Task item: Without including the pictures, copy out every line below.

Input data:

_ _ _

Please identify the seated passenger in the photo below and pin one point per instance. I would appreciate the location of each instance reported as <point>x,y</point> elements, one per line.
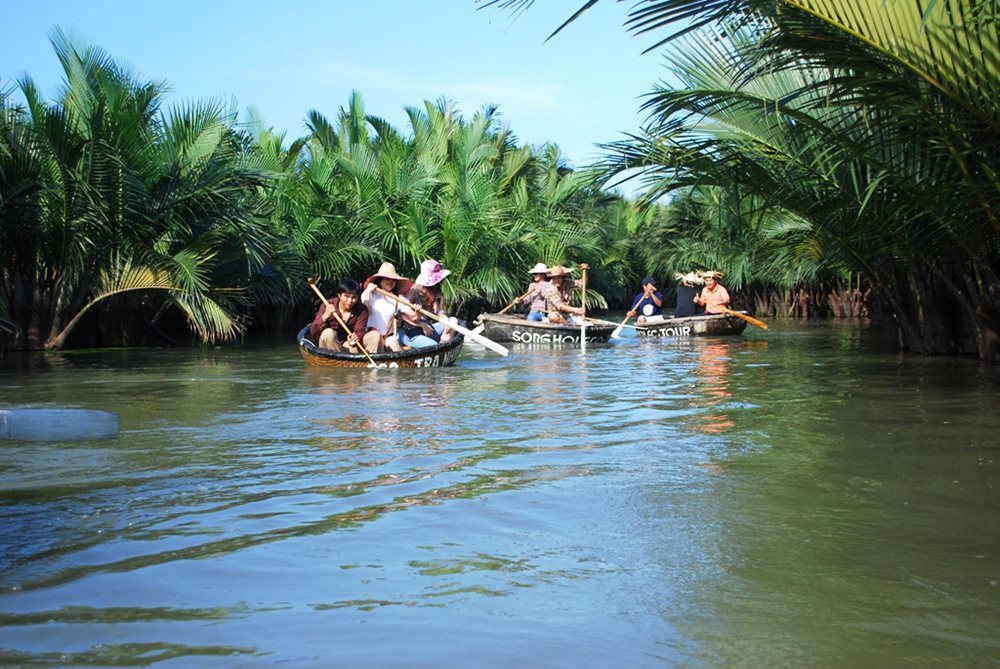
<point>382,310</point>
<point>329,333</point>
<point>714,296</point>
<point>647,303</point>
<point>535,298</point>
<point>556,304</point>
<point>415,329</point>
<point>686,293</point>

_ _ _

Expected output:
Please identify the seated passenger in the photo below and pin one point per instance. I would appreciate the location of each instance reported as <point>x,y</point> elements, one per line.
<point>382,310</point>
<point>329,333</point>
<point>714,296</point>
<point>647,303</point>
<point>535,298</point>
<point>556,304</point>
<point>415,329</point>
<point>686,293</point>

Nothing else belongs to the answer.